## WHAT THIS EXERCISE ASKS
**a)** In the comic book reviews, which writers, artists, and colorists are credited for the two comics (not the reviewers)?
**b)** Do these statements agree with the comic book reviews? (i) Generation Zero #1 received a rating of 10 out of 10. (ii) Wonder Woman #5 was published by Valiant Entertainment. (iii) Generation Zero #1 takes place in Rook, Michigan.

## EXTRACT TO READ
--
Wonder Woman #5 (Published by DC Comics; Review by David Pepose; ‘Rama Rating: 7 out of 10): Greg Rucka’s pacing on Wonder Woman is starting to slow down with its latest issue, but thankfully Liam Sharp’s dramatic and moody artwork keeps things lively. The majority of this issue focuses on Steve Trevor’s capture by Cadulo, the emissary of the dark demigod Urzkartaga - while there’s a decent bit where Trevor renounces Cadulo’s offer to “have” Wonder Woman (“You’ve got some toxic ideas of masculinity, dude,” Trevor fires back), much of this issue feels like it’s marking time, with Diana and the Cheetah trading exposition, while Rucka seeds some upcoming plot points with a conversation featuring Etta Candy and Sasha Bourdeaux. While the story feels a little slower than usual (which will be compounded by the alternating release schedule with Rucka’s “Wonder Woman: Year One” storyline), Sharp and colorist Laura Martin create some beautiful pages, such as a gorgeous opening cityscape or the eerie green prison of Urzkartaga. With art this good, the story is allowed a bit of a breather, but hopefully Wonder Woman will pick up the pace sooner rather than later.
Generation Zero #1 (Published by Valiant Entertainment; Review by Justin Partridge; ‘Rama Rating: 10 out of 10): Strange things are afoot in Rook, Michigan and a rogue gang of teen psiots are going to get to the bottom of it. Taking inspiration from shows like Misfits and comic books like Runaways, writer Fred Van Lente delivers the Valiant version of a teen team book as a young woman implores the secret team of powerhouses to help her investigate the mystery that took the life of her first love. While Van Lente nails the alienation and isolation of being a teen, this debut is made even more engaging by his eye for diversity and surrealism. Generation Zero is also given a nice stylish sheen thanks to Francis Portela’s smooth pencils and Andrew Dalhouse’s metallic tinged colors. As comics start to shift toward a more diverse readership, Generation Zero #1 confidentially places Valiant Entertainment in that very shift.
--
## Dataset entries
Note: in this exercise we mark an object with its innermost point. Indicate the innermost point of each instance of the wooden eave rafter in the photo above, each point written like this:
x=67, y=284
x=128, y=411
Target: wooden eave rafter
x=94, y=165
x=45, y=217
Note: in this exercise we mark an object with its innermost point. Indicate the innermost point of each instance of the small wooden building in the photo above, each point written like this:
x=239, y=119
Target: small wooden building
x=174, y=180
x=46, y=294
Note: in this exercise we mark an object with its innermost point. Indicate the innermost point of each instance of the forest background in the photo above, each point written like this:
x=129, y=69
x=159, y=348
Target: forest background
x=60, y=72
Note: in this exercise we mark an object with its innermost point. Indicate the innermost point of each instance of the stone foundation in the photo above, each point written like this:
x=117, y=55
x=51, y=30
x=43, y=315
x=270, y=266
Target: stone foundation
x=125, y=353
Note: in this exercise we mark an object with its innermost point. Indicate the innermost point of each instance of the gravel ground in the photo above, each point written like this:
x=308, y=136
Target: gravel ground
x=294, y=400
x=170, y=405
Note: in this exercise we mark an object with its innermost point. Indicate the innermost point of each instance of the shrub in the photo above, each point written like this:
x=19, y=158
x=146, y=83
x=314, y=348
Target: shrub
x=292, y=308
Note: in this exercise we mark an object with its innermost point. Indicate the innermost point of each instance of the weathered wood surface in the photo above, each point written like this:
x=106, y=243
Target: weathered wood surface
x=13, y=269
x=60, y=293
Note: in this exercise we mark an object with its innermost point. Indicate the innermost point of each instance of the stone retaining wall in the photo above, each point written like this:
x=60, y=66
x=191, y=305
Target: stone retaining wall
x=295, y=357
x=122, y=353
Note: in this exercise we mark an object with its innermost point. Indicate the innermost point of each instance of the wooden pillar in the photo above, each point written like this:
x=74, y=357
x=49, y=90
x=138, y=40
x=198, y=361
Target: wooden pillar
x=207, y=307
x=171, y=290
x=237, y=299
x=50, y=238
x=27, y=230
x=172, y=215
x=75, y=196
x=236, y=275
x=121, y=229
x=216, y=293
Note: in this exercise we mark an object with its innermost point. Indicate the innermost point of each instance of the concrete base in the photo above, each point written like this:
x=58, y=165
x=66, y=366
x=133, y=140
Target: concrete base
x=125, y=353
--
## SOLUTIONS
**a)**
- Greg Rucka
- Liam Sharp
- Laura Martin
- Fred Van Lente
- Francis Portela
- Andrew Dalhouse

**b)**
(i) Yes: "‘Rama Rating: 10 out of 10"
(ii) No: "Wonder Woman #5 (Published by DC Comics"
(iii) Yes: "Strange things are afoot in Rook, Michigan"